Instructions to follow :: Find each line in the records below that contains the string "stone", and copy those lines.

Exercise inputs ::
········
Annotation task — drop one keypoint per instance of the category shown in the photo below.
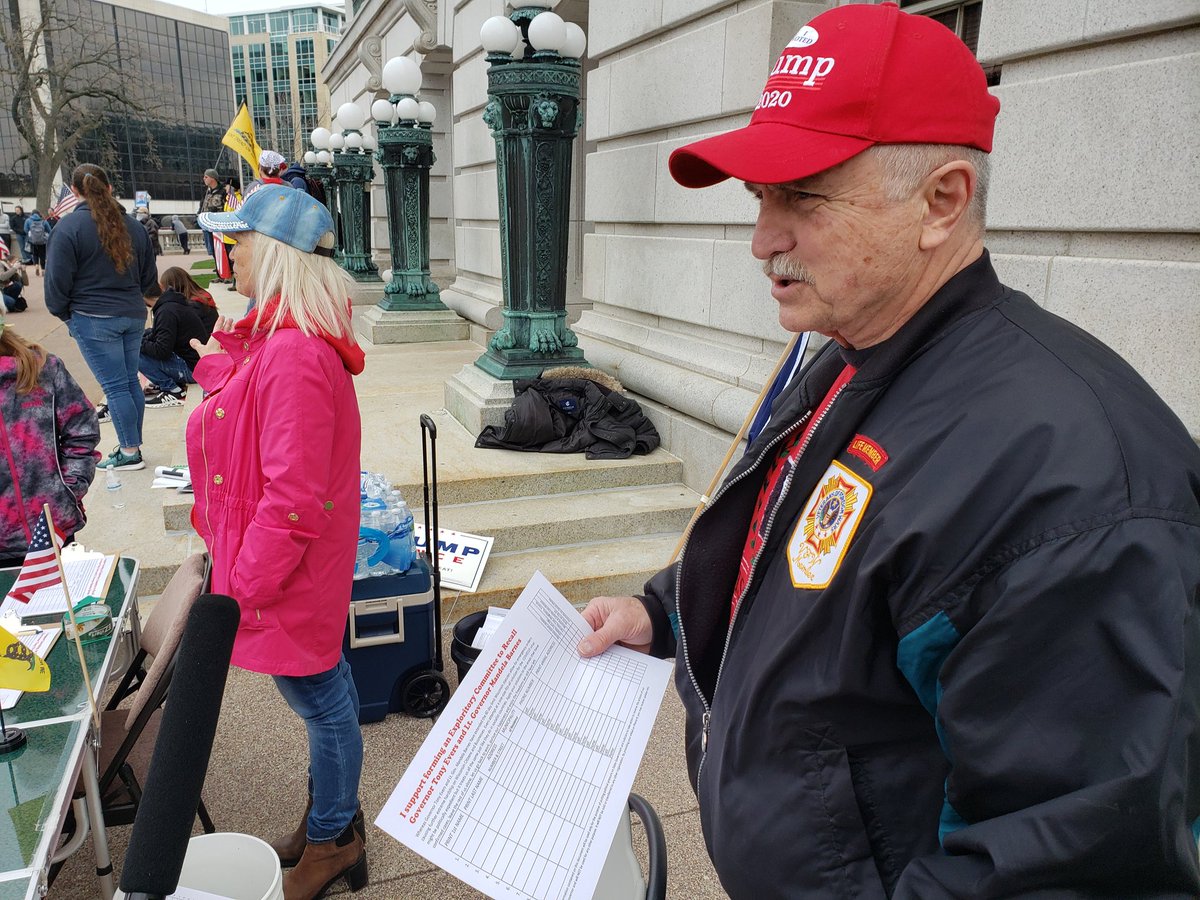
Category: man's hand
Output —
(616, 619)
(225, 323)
········
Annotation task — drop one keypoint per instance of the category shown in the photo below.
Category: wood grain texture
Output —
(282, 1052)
········
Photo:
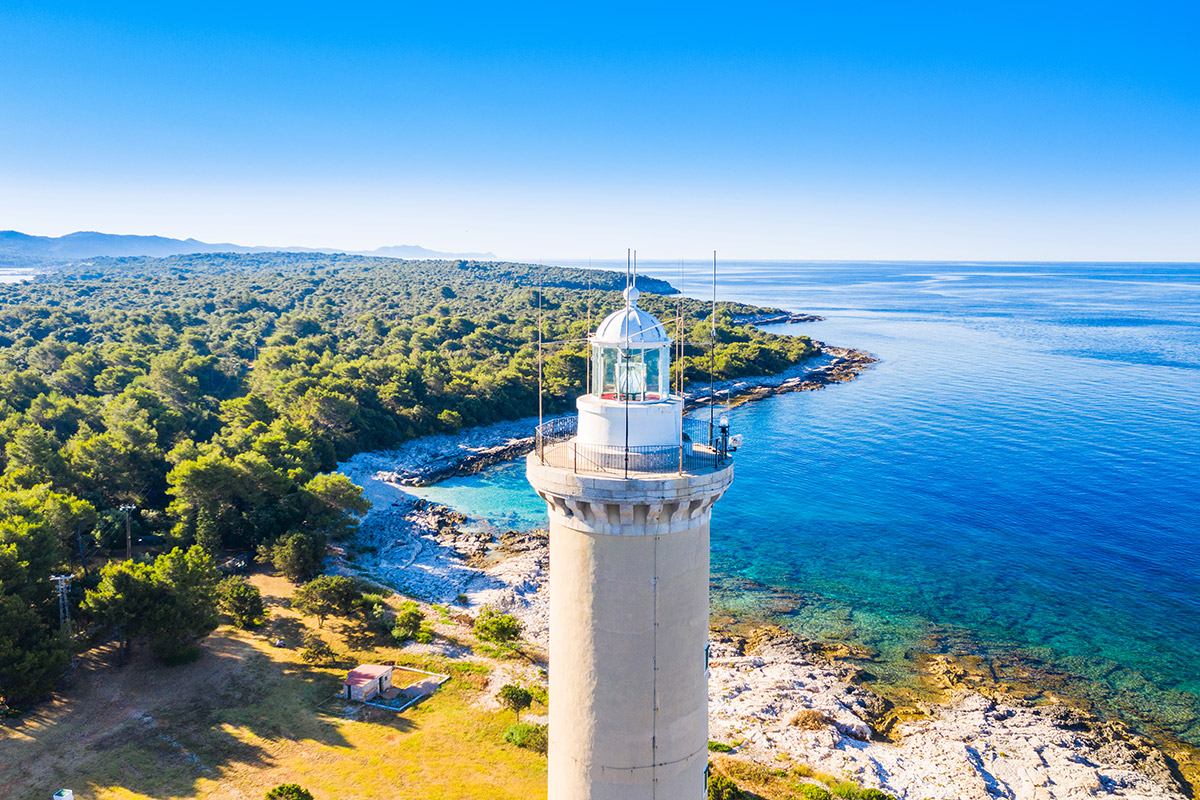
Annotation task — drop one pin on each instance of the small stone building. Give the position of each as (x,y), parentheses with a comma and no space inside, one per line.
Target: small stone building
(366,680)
········
Response ::
Annotation task — drop one pin on each instance of the small stone building. Give the position of each as (x,y), parentheses with a comma and no space inside, one per line.
Target: small stone building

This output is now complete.